● STATED EXERCISE: Substitute "dog's throat" for "dog's neck" in the records between the line holding "Someone flagged white chest" and the line holding "[449,463,583,610]", inclusive. Reproduce those lines with nothing else altered.

(Entries for bounding box labeling)

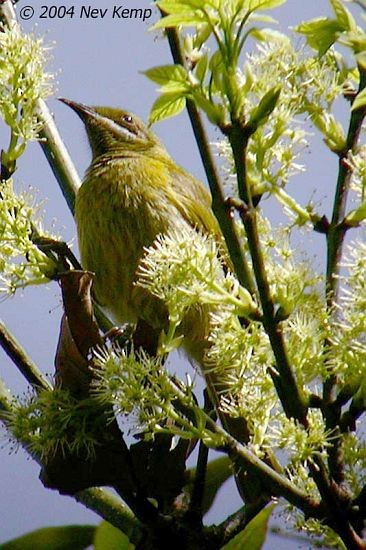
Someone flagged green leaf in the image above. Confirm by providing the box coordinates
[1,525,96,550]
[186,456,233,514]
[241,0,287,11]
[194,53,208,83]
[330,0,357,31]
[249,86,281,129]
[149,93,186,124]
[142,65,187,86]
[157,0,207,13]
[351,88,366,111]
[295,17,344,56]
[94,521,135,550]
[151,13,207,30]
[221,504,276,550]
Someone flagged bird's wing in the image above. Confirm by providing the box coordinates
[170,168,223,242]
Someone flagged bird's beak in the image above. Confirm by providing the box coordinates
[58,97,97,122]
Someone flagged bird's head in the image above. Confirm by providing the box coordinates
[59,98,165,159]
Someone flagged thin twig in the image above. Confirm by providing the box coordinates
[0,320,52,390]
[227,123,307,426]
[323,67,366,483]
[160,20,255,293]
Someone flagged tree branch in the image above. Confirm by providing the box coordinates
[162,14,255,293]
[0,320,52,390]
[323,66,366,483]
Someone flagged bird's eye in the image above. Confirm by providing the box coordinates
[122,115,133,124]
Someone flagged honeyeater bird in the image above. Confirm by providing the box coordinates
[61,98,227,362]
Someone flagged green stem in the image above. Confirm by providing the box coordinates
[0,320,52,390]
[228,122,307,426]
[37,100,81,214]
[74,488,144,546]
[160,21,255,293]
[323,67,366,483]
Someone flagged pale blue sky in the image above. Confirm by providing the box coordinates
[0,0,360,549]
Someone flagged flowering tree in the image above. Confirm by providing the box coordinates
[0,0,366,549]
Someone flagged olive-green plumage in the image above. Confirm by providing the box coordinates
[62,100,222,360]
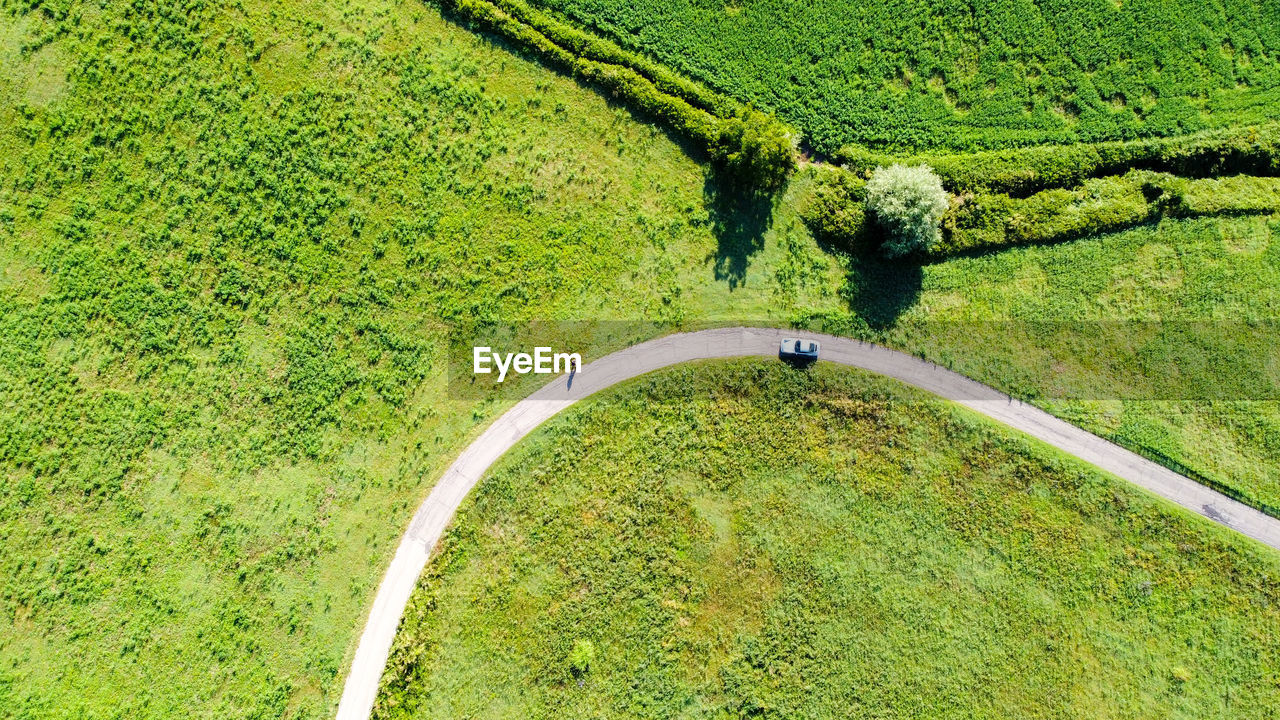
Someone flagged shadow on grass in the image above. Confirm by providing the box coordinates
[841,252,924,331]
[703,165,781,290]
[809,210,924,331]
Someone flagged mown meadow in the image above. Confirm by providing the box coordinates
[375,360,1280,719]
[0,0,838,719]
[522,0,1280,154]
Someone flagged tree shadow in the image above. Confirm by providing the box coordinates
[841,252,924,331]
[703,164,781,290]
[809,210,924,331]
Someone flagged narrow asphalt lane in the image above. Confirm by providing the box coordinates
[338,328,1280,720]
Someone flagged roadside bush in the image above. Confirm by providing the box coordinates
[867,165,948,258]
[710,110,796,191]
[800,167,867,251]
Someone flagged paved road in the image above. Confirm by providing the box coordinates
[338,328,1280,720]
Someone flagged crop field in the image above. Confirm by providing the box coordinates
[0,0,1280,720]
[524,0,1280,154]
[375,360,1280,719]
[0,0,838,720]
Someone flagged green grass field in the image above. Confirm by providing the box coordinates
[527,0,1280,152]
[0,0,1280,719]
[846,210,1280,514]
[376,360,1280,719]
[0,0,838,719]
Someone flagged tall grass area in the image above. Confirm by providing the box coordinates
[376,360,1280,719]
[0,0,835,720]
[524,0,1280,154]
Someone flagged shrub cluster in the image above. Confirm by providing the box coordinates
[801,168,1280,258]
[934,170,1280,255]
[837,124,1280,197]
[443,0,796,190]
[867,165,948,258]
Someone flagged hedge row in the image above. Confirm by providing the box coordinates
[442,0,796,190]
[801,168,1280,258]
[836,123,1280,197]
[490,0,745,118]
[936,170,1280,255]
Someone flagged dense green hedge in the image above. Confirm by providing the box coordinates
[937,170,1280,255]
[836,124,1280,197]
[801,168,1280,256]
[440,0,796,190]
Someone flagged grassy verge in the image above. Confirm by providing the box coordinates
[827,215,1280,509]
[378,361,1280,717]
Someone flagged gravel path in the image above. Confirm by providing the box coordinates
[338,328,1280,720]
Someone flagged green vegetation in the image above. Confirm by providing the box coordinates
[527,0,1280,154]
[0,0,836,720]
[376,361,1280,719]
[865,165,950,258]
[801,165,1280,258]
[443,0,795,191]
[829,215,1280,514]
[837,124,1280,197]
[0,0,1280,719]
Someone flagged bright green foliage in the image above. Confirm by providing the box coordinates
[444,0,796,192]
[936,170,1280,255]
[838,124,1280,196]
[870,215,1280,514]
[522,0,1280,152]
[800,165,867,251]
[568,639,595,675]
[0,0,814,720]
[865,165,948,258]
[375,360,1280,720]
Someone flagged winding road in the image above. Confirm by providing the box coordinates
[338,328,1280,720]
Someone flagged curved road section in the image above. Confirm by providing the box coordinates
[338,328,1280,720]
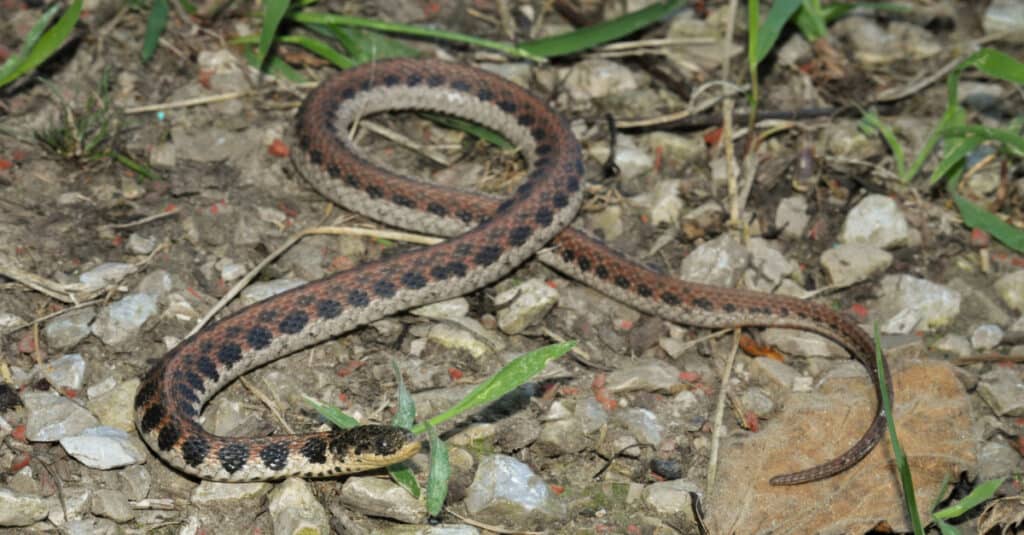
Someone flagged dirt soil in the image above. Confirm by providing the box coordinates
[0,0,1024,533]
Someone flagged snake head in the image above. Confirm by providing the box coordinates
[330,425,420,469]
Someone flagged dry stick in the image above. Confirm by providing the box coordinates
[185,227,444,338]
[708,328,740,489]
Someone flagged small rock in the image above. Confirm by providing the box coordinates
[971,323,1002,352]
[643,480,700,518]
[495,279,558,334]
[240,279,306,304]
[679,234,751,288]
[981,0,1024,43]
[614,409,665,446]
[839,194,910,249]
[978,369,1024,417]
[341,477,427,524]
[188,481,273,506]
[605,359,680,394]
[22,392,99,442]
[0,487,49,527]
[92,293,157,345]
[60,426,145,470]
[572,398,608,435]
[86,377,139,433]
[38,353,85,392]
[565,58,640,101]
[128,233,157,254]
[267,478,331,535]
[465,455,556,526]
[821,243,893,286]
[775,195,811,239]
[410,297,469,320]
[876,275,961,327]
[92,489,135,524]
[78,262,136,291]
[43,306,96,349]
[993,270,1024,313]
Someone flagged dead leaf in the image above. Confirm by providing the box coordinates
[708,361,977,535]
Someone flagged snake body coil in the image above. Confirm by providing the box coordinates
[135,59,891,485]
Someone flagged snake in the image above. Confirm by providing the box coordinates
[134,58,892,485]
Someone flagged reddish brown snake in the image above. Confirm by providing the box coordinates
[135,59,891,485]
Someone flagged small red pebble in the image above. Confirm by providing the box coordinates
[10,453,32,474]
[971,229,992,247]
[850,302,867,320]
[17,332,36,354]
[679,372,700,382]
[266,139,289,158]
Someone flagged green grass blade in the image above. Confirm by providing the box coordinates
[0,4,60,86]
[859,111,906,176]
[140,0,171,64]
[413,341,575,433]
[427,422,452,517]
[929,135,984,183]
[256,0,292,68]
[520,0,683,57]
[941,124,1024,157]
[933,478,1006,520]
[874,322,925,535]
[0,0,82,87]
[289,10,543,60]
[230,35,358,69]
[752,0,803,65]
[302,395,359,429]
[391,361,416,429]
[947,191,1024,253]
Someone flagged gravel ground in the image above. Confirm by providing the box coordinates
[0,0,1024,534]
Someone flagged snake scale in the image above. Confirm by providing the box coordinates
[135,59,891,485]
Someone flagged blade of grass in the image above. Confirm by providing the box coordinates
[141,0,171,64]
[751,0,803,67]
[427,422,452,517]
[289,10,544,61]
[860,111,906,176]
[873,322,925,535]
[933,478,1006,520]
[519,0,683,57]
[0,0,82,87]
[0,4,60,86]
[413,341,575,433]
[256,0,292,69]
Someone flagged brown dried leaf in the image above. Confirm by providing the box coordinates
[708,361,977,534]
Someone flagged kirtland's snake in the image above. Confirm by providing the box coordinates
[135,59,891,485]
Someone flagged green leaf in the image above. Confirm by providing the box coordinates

...

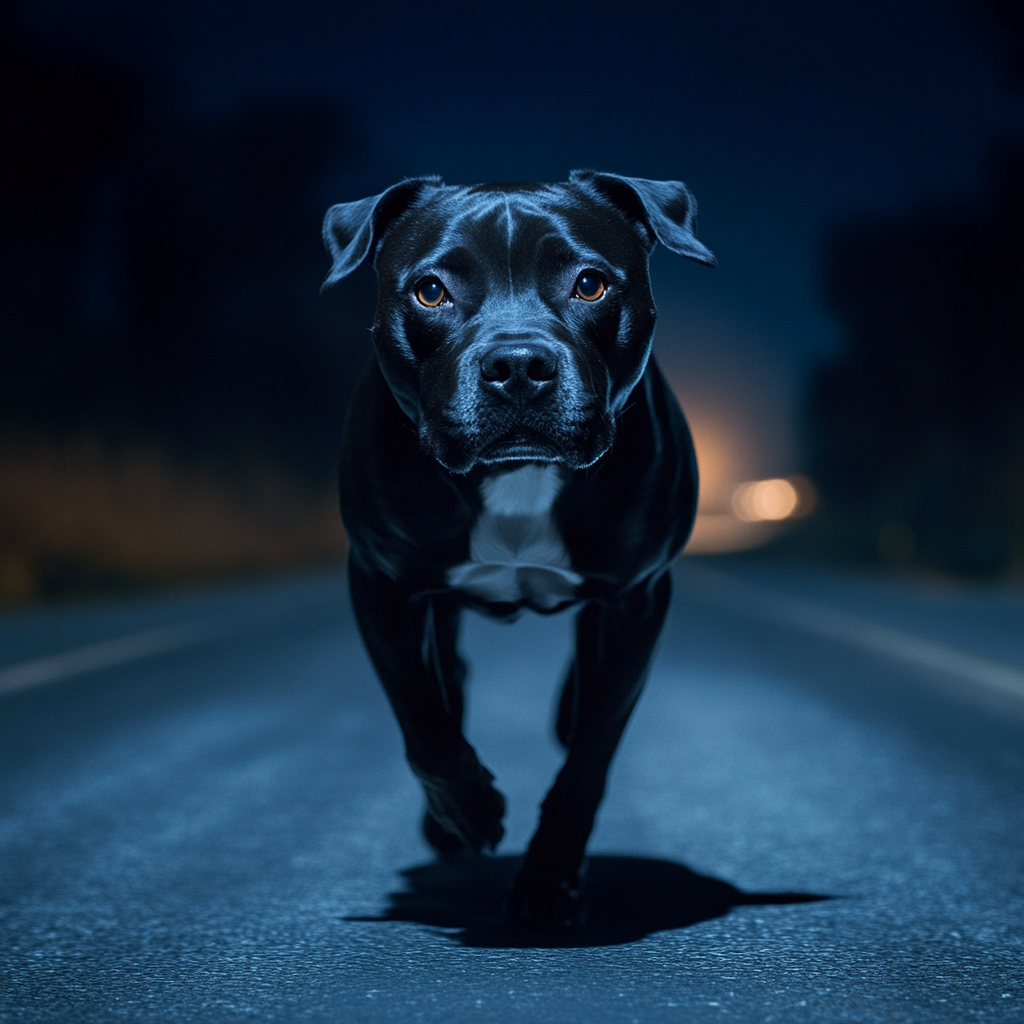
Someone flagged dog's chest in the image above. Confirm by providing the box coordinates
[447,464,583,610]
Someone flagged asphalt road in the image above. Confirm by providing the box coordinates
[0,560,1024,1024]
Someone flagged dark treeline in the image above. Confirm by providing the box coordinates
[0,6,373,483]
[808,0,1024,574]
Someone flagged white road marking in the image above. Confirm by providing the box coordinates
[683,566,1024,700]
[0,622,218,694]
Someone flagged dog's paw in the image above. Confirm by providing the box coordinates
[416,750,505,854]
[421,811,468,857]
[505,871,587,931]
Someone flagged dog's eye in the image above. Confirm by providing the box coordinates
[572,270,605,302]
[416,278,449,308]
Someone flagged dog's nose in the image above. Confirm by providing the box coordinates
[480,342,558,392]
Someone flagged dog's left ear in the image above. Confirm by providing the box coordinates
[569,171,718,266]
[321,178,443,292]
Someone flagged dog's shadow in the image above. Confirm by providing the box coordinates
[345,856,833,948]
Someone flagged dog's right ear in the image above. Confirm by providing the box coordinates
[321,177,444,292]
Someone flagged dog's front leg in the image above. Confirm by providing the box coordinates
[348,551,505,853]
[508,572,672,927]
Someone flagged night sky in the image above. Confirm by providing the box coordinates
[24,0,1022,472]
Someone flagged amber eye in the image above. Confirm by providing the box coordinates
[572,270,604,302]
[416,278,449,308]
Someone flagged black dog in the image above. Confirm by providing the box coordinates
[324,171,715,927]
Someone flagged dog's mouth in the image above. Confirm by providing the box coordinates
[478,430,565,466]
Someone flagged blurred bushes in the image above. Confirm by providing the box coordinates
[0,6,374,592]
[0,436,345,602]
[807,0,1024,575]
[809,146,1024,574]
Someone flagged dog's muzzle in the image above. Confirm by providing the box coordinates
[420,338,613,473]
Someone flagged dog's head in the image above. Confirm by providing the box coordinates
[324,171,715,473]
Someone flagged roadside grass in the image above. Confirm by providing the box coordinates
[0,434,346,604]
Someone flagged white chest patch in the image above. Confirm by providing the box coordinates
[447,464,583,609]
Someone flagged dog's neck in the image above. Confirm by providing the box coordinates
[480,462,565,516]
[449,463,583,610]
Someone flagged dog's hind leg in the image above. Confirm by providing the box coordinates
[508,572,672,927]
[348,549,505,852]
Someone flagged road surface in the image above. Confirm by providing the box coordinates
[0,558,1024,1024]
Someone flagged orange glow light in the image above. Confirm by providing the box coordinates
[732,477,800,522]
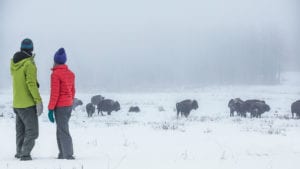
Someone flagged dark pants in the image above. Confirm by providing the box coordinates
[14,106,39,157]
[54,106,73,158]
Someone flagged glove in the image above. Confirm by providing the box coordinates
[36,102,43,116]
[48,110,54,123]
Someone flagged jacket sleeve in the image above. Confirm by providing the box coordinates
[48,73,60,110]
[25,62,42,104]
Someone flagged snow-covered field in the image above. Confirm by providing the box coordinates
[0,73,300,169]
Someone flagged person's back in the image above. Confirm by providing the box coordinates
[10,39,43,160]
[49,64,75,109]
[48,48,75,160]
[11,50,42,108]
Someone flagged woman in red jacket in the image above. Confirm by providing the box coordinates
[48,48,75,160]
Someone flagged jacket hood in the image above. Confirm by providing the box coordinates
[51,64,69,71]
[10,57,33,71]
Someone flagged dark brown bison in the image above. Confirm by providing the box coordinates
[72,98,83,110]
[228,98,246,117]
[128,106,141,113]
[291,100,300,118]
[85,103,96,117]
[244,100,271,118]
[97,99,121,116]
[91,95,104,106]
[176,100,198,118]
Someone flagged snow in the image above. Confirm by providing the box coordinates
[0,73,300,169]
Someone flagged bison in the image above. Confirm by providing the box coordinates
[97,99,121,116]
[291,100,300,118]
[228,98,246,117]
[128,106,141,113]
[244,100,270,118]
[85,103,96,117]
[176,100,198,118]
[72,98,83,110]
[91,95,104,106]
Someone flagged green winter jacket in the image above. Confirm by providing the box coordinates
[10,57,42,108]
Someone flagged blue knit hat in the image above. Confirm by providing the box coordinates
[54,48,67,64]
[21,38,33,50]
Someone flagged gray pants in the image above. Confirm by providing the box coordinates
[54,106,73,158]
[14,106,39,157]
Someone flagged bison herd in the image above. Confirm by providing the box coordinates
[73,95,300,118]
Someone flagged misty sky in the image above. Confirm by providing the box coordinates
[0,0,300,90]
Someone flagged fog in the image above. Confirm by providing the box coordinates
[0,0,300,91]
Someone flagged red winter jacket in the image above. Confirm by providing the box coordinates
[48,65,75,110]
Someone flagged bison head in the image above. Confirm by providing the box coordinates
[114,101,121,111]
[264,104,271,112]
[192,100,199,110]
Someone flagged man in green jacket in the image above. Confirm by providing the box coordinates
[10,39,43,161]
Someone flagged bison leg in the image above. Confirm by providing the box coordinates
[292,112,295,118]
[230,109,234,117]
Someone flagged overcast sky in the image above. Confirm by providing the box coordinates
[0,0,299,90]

--

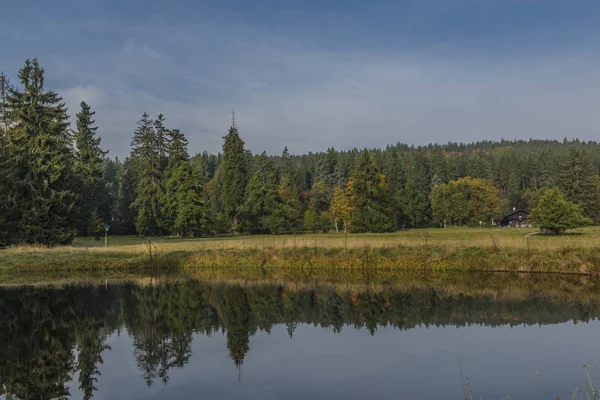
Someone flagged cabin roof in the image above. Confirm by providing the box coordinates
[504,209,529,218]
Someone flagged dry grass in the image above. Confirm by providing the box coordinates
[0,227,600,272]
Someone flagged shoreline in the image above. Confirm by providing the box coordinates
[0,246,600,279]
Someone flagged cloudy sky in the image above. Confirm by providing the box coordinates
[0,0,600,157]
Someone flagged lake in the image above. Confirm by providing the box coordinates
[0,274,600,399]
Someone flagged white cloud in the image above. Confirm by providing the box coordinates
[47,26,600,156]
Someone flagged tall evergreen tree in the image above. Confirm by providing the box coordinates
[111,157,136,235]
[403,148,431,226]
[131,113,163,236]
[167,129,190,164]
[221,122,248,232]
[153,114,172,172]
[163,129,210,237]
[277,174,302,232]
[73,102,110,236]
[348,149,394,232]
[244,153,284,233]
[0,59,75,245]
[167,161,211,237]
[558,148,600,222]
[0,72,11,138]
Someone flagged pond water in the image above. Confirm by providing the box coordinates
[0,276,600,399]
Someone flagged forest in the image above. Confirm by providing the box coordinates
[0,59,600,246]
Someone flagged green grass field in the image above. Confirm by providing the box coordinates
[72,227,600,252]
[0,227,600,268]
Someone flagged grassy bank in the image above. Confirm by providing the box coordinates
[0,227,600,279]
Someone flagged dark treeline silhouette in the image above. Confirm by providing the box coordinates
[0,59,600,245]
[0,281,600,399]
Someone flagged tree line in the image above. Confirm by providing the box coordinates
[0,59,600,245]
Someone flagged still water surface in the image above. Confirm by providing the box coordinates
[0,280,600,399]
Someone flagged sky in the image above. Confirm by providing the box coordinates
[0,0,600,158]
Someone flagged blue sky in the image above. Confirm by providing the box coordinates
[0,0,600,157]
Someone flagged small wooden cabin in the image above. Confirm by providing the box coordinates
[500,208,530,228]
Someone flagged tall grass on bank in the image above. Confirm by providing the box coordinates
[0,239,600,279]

● EXERCISE RESPONSE:
Someone flagged white chest patch in the image above. Confirm by providing the box coordinates
[447,464,583,609]
Someone flagged dog's throat in the image above. Confirm by providing the box coordinates
[480,462,565,516]
[449,463,583,610]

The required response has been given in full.